**To do**
State how many lines of the items below contain the string "query". Give only the number.

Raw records
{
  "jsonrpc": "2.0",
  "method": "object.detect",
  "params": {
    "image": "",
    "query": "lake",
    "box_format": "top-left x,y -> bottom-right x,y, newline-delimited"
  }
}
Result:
---
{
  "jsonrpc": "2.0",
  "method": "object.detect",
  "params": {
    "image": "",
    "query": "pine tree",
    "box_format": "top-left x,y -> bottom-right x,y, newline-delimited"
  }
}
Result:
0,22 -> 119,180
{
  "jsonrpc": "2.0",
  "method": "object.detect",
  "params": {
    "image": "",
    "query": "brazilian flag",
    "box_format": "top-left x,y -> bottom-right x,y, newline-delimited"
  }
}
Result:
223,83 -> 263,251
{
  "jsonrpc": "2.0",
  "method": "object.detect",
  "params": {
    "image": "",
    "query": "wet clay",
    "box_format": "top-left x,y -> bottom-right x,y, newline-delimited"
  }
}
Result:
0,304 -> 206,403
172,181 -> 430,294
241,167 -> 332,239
...
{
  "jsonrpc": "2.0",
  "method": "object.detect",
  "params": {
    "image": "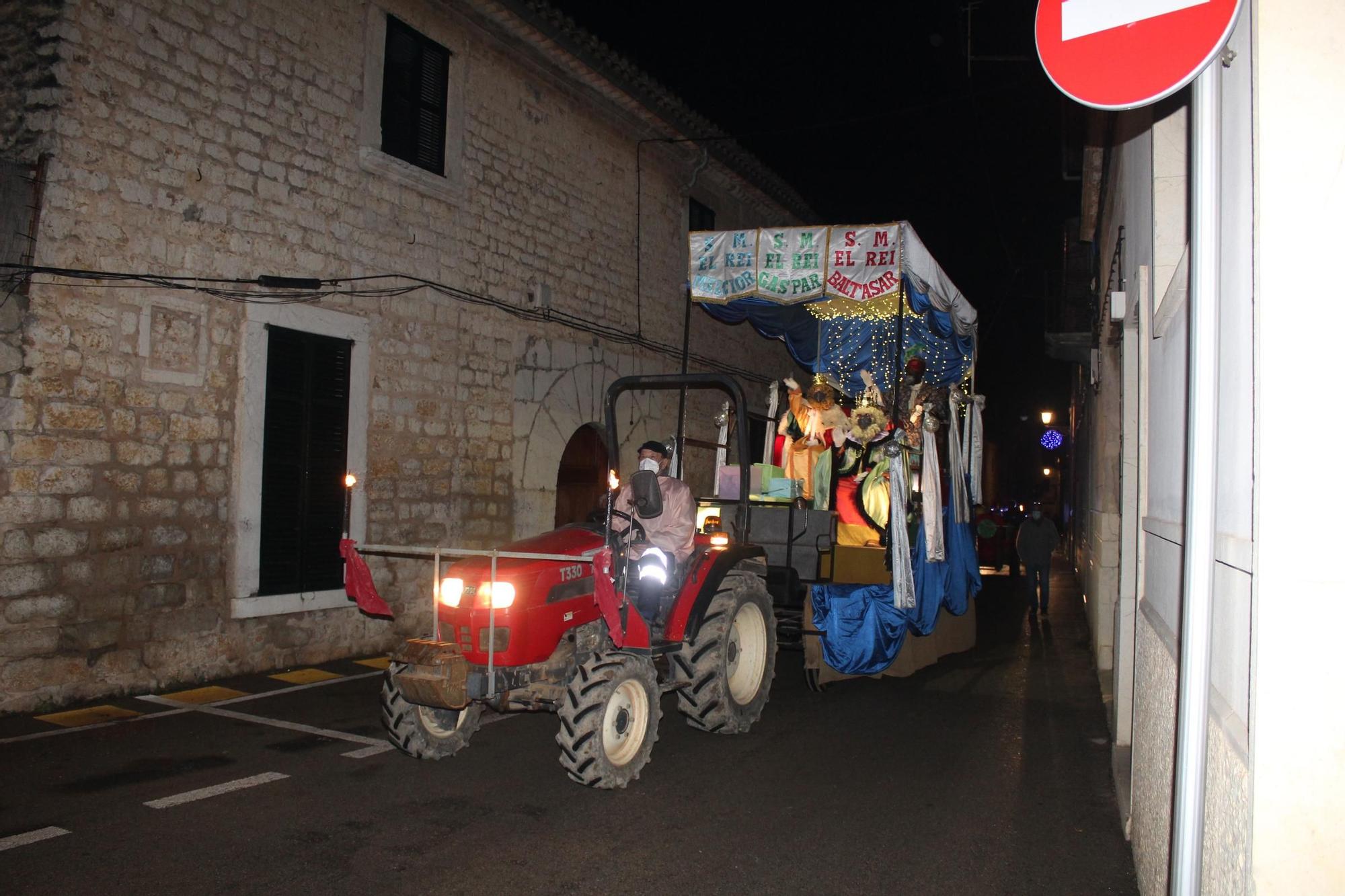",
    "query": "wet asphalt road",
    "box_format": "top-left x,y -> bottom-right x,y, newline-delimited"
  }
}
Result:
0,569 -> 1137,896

**Task answer**
5